# STORED ROWS
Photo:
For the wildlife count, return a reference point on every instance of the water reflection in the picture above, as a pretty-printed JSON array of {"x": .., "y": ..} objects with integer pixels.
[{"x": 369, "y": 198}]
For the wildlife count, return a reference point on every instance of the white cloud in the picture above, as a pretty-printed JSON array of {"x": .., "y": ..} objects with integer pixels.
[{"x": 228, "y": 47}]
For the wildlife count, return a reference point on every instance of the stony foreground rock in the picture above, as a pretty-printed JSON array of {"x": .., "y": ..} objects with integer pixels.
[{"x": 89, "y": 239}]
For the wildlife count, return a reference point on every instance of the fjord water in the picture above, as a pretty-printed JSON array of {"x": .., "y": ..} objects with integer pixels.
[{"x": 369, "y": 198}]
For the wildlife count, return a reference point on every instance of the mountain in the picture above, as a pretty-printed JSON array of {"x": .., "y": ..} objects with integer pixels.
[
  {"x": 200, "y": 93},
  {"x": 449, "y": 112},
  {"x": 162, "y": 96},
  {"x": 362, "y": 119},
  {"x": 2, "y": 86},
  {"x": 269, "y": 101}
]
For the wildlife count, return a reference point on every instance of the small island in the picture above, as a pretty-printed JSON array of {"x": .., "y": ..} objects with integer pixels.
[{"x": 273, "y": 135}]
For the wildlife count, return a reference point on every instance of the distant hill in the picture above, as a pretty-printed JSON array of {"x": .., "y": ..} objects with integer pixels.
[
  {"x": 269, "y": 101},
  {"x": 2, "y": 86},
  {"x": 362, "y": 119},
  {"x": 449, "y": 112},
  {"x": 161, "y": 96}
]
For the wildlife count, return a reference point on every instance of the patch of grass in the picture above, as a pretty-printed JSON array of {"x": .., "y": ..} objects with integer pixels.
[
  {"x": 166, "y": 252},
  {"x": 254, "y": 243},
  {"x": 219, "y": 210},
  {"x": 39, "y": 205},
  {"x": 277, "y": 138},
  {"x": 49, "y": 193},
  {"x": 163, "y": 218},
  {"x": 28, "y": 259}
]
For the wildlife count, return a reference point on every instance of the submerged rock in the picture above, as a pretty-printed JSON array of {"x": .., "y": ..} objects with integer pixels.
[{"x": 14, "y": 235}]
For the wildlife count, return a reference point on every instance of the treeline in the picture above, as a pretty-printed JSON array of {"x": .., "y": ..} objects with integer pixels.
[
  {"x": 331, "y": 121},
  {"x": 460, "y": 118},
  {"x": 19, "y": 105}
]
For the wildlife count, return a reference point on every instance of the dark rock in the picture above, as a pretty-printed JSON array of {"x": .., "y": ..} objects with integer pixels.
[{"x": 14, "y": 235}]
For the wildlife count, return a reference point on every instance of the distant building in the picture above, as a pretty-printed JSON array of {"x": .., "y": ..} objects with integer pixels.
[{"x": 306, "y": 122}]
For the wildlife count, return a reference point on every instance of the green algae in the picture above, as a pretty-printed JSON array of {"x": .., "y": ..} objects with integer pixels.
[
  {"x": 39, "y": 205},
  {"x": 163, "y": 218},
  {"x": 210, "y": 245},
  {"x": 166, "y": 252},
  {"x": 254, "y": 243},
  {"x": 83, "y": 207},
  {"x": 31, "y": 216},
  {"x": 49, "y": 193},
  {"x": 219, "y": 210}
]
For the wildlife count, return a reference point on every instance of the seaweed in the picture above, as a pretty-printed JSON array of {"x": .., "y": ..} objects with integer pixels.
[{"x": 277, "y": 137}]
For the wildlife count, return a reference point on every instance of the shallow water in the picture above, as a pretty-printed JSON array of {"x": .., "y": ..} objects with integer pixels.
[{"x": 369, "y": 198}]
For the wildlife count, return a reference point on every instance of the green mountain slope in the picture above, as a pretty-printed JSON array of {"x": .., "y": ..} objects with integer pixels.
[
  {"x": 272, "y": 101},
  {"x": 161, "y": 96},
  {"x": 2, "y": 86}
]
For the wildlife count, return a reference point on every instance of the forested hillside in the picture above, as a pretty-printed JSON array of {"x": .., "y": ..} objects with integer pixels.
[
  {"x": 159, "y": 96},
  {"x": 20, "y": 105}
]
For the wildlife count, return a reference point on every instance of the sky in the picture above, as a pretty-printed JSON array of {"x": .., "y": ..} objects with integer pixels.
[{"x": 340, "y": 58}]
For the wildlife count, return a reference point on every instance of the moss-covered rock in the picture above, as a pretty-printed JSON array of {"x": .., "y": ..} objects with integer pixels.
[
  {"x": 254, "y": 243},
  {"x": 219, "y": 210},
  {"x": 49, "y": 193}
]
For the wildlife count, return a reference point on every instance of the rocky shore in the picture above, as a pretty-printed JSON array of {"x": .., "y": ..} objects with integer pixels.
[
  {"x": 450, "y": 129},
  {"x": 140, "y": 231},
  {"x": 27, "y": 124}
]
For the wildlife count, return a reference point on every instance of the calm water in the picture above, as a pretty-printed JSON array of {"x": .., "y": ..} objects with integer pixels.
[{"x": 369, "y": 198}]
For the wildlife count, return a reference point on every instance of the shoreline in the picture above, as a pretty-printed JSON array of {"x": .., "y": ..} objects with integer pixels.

# GOAL OF THE EXERCISE
Repeat, exactly and only, the lines above from the one containing "of the seaweed" through the end of the material.

# EXPECTED ANSWER
For the wildlife count, return a reference point on every instance of the seaweed in the picture above, as a pretty-printed JSON array of {"x": .., "y": ..} objects with integer pixels.
[{"x": 277, "y": 137}]
For the wildlife count, return a reference point on every instance of the shallow water in the picture above, as a pretty-printed JSON array of {"x": .., "y": ..} objects with integer pixels.
[{"x": 369, "y": 198}]
For the wildlife count, return a reference point on every instance of the green mountain slope in the picture above, as a pretty-printed JSON array of {"x": .., "y": ..} objects with integer pixels.
[
  {"x": 272, "y": 101},
  {"x": 161, "y": 96},
  {"x": 2, "y": 86}
]
For the wildlife count, return a reference point on every instance of the forested hillside in the picture above, as a pretty-printed JSON array of {"x": .., "y": ..} objects with integer pixels.
[
  {"x": 159, "y": 96},
  {"x": 20, "y": 105}
]
For the wildlife count, return a reference point on every instance of the sky in the picture above, as a pretty-printed JSON array of {"x": .., "y": ..} objects with integer pixels.
[{"x": 340, "y": 58}]
For the wildlife count, return a reference point on every instance of the moss-covered rock in the picture above, as a pretty-printed JSON array of {"x": .., "y": ..} objects with integer pixels.
[
  {"x": 254, "y": 243},
  {"x": 219, "y": 210},
  {"x": 49, "y": 193}
]
For the wildlife count, return a reference point on every instance of the rocky shore in the picture above, as a pretty-printed JSON array of {"x": .., "y": ..} objects with integer pixels.
[
  {"x": 450, "y": 129},
  {"x": 140, "y": 231},
  {"x": 27, "y": 124}
]
For the wildlife count, return a reference point on every instance of the calm water in the picture above, as a pretty-printed JSON array of {"x": .., "y": ..} objects with integer pixels.
[{"x": 369, "y": 198}]
For the wildlife count, return a reference point on every instance of the shoreline in the picture above, as a pretty-printed JSON array of {"x": .., "y": ..} objects with integer pixels.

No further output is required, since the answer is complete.